[Record set]

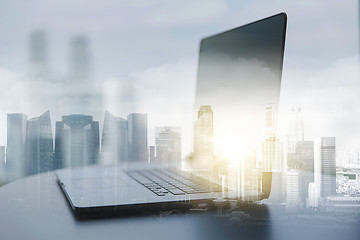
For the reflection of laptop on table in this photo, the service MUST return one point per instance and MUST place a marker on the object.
(239, 73)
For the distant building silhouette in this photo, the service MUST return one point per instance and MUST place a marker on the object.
(152, 153)
(273, 154)
(296, 129)
(16, 136)
(80, 65)
(295, 135)
(292, 190)
(270, 120)
(114, 141)
(305, 156)
(138, 145)
(39, 145)
(2, 164)
(76, 141)
(38, 50)
(325, 166)
(203, 140)
(168, 145)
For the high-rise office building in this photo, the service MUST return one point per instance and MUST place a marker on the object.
(273, 154)
(168, 145)
(137, 137)
(270, 120)
(305, 156)
(39, 145)
(2, 165)
(114, 141)
(38, 49)
(292, 190)
(296, 129)
(80, 59)
(203, 139)
(76, 141)
(152, 152)
(325, 166)
(16, 136)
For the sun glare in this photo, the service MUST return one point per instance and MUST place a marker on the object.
(231, 147)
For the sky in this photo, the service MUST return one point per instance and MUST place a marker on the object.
(144, 57)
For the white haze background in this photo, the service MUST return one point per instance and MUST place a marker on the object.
(144, 55)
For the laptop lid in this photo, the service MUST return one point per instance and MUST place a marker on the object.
(238, 83)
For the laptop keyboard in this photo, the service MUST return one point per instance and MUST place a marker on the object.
(163, 182)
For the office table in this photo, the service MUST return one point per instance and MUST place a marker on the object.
(35, 208)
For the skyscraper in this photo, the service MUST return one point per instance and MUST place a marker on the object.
(137, 129)
(76, 141)
(168, 145)
(270, 120)
(114, 142)
(296, 129)
(273, 154)
(203, 139)
(2, 165)
(325, 166)
(16, 136)
(38, 49)
(305, 156)
(39, 145)
(292, 190)
(295, 135)
(80, 59)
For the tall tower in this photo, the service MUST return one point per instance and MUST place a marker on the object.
(168, 145)
(325, 166)
(273, 154)
(114, 141)
(137, 129)
(39, 145)
(270, 120)
(80, 59)
(38, 50)
(305, 155)
(76, 141)
(296, 129)
(2, 165)
(203, 139)
(16, 136)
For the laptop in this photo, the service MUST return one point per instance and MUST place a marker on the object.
(239, 73)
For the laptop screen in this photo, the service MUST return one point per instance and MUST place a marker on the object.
(237, 94)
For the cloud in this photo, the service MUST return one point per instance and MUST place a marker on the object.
(167, 94)
(330, 100)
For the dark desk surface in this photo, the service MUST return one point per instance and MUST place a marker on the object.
(35, 208)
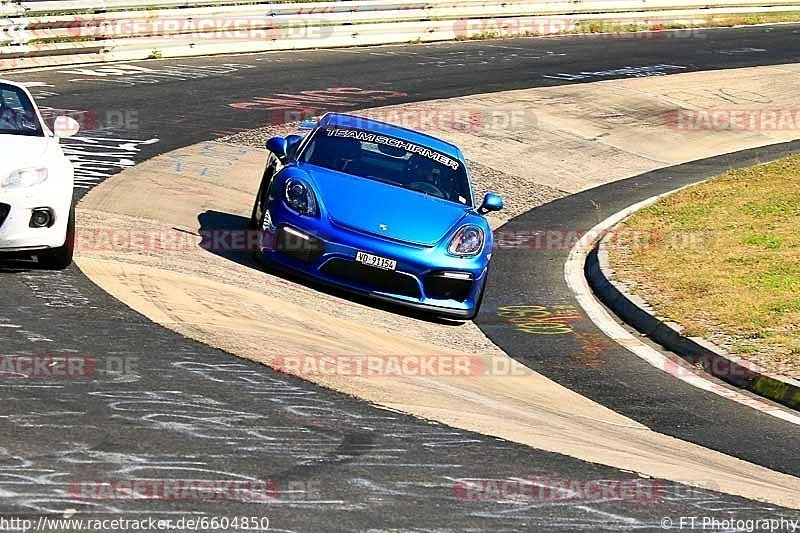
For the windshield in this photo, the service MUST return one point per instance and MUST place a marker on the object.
(389, 160)
(17, 114)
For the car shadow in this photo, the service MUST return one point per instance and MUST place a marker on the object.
(214, 222)
(18, 264)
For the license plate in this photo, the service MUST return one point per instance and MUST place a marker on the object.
(375, 261)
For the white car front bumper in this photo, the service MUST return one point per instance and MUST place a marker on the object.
(16, 233)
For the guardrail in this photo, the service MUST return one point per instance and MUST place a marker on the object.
(111, 30)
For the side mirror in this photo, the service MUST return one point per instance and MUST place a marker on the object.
(491, 202)
(292, 144)
(278, 145)
(65, 126)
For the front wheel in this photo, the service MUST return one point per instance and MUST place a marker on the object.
(61, 257)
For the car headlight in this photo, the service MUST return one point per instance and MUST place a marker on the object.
(26, 177)
(467, 241)
(300, 197)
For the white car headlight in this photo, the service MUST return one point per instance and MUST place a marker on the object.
(467, 241)
(26, 177)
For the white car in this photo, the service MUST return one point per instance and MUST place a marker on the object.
(37, 216)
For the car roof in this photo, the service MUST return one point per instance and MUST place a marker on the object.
(368, 124)
(13, 83)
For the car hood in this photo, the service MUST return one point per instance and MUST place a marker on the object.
(22, 151)
(369, 206)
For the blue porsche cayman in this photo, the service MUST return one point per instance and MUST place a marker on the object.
(376, 209)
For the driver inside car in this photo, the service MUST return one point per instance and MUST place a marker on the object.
(13, 119)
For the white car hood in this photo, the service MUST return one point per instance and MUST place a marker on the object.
(22, 151)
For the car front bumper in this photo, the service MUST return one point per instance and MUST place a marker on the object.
(426, 278)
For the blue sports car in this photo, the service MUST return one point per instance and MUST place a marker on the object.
(379, 210)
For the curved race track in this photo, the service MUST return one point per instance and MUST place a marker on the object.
(185, 410)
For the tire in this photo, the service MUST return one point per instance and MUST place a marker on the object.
(61, 257)
(254, 215)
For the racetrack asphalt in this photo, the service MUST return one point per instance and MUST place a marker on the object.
(189, 411)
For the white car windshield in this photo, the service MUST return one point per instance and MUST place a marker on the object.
(17, 114)
(393, 161)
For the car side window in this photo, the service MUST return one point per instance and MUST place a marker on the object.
(17, 114)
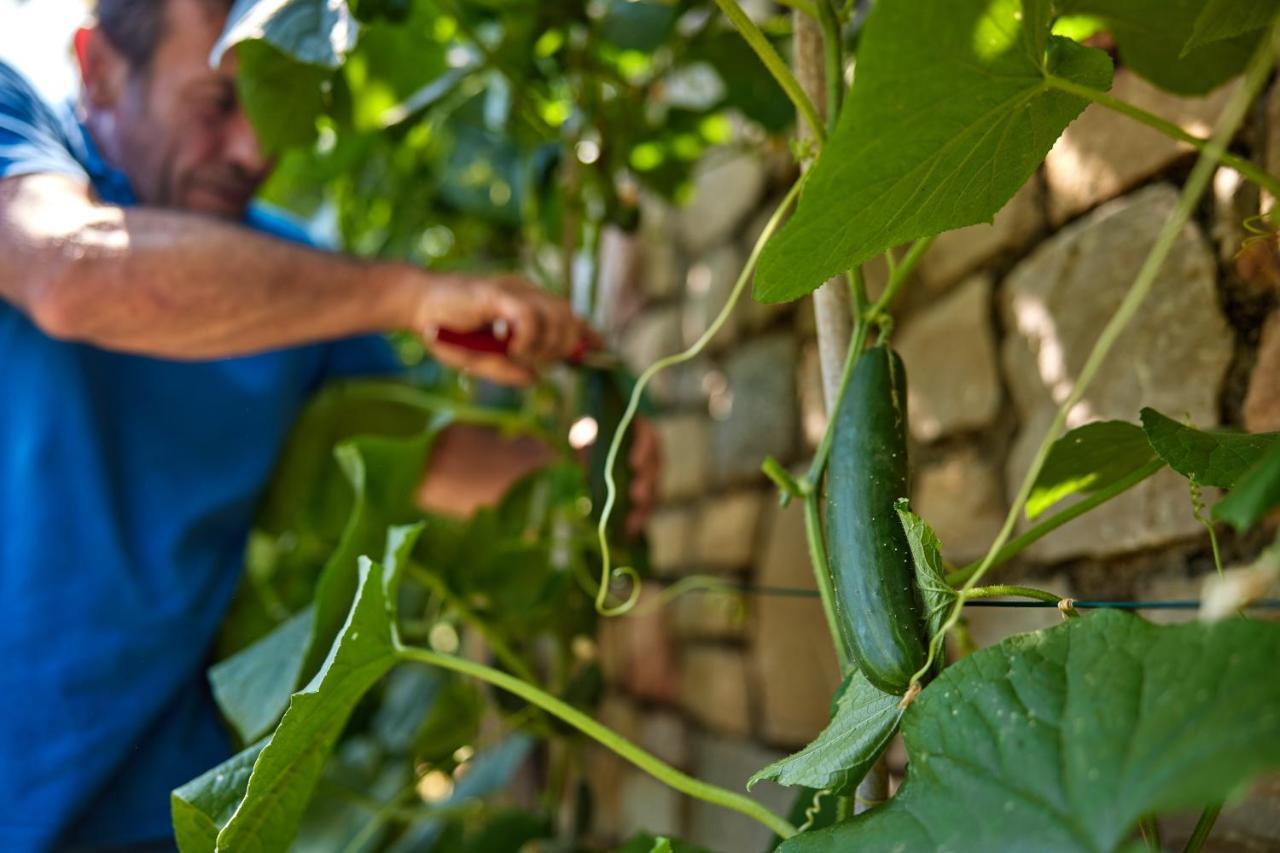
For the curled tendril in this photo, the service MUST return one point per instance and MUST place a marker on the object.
(695, 583)
(611, 487)
(810, 813)
(632, 597)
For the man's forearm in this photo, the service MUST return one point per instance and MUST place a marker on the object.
(182, 286)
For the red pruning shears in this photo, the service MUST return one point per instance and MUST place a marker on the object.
(497, 341)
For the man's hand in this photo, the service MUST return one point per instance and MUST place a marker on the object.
(543, 328)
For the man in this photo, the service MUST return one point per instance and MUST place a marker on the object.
(158, 337)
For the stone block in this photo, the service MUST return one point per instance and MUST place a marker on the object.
(648, 806)
(1262, 398)
(670, 533)
(1104, 154)
(951, 366)
(960, 251)
(730, 763)
(650, 336)
(707, 288)
(685, 470)
(961, 497)
(709, 615)
(662, 268)
(666, 735)
(792, 655)
(726, 530)
(813, 407)
(727, 187)
(713, 688)
(638, 653)
(1173, 356)
(758, 418)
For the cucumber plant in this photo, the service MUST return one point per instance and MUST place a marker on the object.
(1073, 737)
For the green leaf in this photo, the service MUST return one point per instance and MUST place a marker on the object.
(1151, 36)
(202, 806)
(288, 767)
(252, 687)
(864, 721)
(936, 593)
(1208, 457)
(1223, 19)
(645, 843)
(1088, 459)
(1070, 734)
(282, 96)
(316, 32)
(947, 118)
(384, 474)
(1256, 493)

[/Record set]

No image belongs in the copy. Transcribe the full listing verbatim.

### Exercise response
For the reflection of laptop on table in this photo, the service MUST return one point per instance and MUST place a marker on the object.
(239, 73)
For the distant building silhouette in this photo, the service MUST return one point per instance and MUST place a marker on the object.
(152, 153)
(273, 154)
(296, 129)
(16, 136)
(80, 65)
(295, 135)
(292, 190)
(270, 120)
(114, 141)
(305, 156)
(138, 145)
(39, 145)
(2, 164)
(76, 141)
(38, 50)
(325, 166)
(203, 140)
(168, 145)
For the high-rise office building in this photo, the service MUST return one point per instance and MUST place a marker on the object.
(273, 154)
(168, 145)
(137, 137)
(270, 120)
(305, 156)
(39, 145)
(2, 165)
(114, 141)
(38, 49)
(292, 190)
(296, 129)
(80, 59)
(203, 139)
(76, 141)
(152, 152)
(325, 166)
(16, 136)
For the sun glare in this photo, the service MUST return one point per instance and MUST place a marker on the object.
(231, 147)
For the sky in this photo, the service MUST return one point per instance and MUST place a marker on the object.
(144, 57)
For the white haze background in this photo, the service MUST return one point per instance and MUST place a marker on the object.
(144, 55)
For the laptop lid in this photo, the service MUST return one point per instance and MUST place a marker on the object.
(238, 83)
For the laptop keyboard in this photo, the service MUST return one point per instance and MUST place a marker on the object.
(163, 182)
For the office table in this photo, the service MUST return one point per instance and MUST place a marker on the object.
(35, 208)
For the skyscraper in this photo, the service MUST return one point per instance and MUST place a marker on the object.
(137, 129)
(76, 141)
(168, 145)
(270, 120)
(114, 142)
(296, 129)
(273, 154)
(203, 139)
(2, 165)
(325, 166)
(16, 136)
(38, 49)
(305, 156)
(39, 145)
(292, 190)
(295, 135)
(80, 59)
For the tall tower in this photo, the service MUST return one point per instance and MUST place a marker on the object.
(168, 145)
(325, 166)
(273, 154)
(114, 141)
(137, 129)
(39, 145)
(270, 120)
(80, 59)
(38, 50)
(305, 155)
(76, 141)
(296, 129)
(2, 165)
(203, 139)
(16, 136)
For the laptop in this photo, the service MUST return one point per instance and MUST place a marker on the object.
(239, 73)
For the laptop screen in this photo, the service MUST return one point per instance and MUST place a marker on the object.
(237, 94)
For the cloud in this photo, the service MUST return one point per instance and MUST place a marker on the object.
(167, 94)
(330, 100)
For the dark desk surface in this photo, the service MUST return one point per instance and MUST place a marker on the object.
(35, 208)
For the windshield in this photo, the service MUST return one point per instance and MUST place a marker on the object.
(389, 160)
(17, 114)
For the car shadow in this photo, the service MUST return one point per instance and MUST place a marker on the object.
(214, 222)
(18, 264)
For the license plate in this photo, the service MUST return one point per instance and MUST place a marker on the object.
(375, 261)
For the white car front bumper in this photo, the service MUST return one point per instance and MUST place a marker on the object.
(16, 233)
For the guardrail in this photo, the service MUST return one point per instance and MUST place a marker on the object.
(111, 30)
For the side mirror in this photo, the service MUST return one point per instance and MUST place a marker on the object.
(491, 202)
(292, 144)
(278, 145)
(65, 126)
For the front wheel in this photo, the service MUST return one point per instance and MUST place a marker on the object.
(61, 257)
For the car headlight in this photo, the service MUST return one point per instance and MUST place a marker on the object.
(26, 177)
(467, 241)
(300, 197)
For the white car headlight in this photo, the service MUST return one point per instance and MUST place a marker on the object.
(467, 241)
(26, 177)
For the white car in this photo, the service MUST return one point per instance and MUST place a marker on the object.
(37, 216)
For the car roof in this photo, the service MUST return one point per instance and MUST place a marker on the object.
(368, 124)
(13, 83)
For the car hood in this photo, the service MUST return one point per instance and MUST place a marker on the object.
(22, 151)
(369, 206)
For the blue porsche cayman in this photo, the service MUST return one point per instance and MUST place a marker on the object.
(376, 209)
For the driver inside car in this photo, the service MUST return one point per instance and MUST place a marker on the object.
(13, 119)
For the white car hood in this photo, the service MUST return one point per instance and MUST place a marker on the object.
(22, 151)
For the car front bumper in this photo, the service MUST return one point per instance and MUST place a marker on the object.
(426, 278)
For the blue sports car in this photo, the service MUST return one point per instance and MUST place a marker on the object.
(379, 210)
For the curved race track in this photo, the service MUST return one point per instance and MUST place a marker on the object.
(185, 410)
For the tire in this photo, the service MUST return one point per instance and MUST place a marker on the object.
(61, 257)
(254, 215)
For the racetrack asphalt in this photo, the service MUST return one point per instance and MUST place a marker on the object.
(189, 411)
For the white car windshield in this photo, the service MUST return one point per instance and MUST place a marker on the object.
(17, 114)
(393, 161)
For the car side window in this photo, the service MUST return one point per instance and MUST place a marker on the object.
(17, 114)
For the curled tendril in this photo, the service MUST return one point per instance and MUST place a marker on the object.
(695, 583)
(611, 487)
(810, 813)
(632, 597)
For the man's forearm in this photo, the service MUST return one point per instance and MUST place a marker on the object.
(182, 286)
For the red pruning shears in this photo, the service MUST return one point per instance and MUST place a marker on the object.
(497, 341)
For the man's hand in this photo, the service MUST return one point per instance and MUST place a marker on the object.
(543, 328)
For the man in this photo, the service MUST return one point per instance and MUST place a marker on the object.
(158, 337)
For the stone block in this photo, the service MUST return one point per instance and MUST place a marker on the object.
(648, 806)
(1262, 398)
(670, 533)
(1104, 154)
(951, 366)
(960, 251)
(730, 763)
(650, 336)
(707, 288)
(685, 470)
(961, 497)
(709, 615)
(662, 268)
(666, 735)
(792, 655)
(726, 530)
(813, 407)
(727, 187)
(713, 688)
(638, 653)
(1173, 356)
(758, 418)
For the cucumber plant in this photo, the service MUST return one point per instance and MUST place a marker on the object.
(1073, 737)
For the green leaf in this photo, the service MUST return one point per instance and MUST place a marker on the object.
(1151, 36)
(202, 806)
(288, 767)
(252, 687)
(864, 721)
(936, 593)
(1208, 457)
(1223, 19)
(645, 843)
(1088, 459)
(1070, 734)
(282, 96)
(316, 32)
(947, 118)
(384, 474)
(1256, 493)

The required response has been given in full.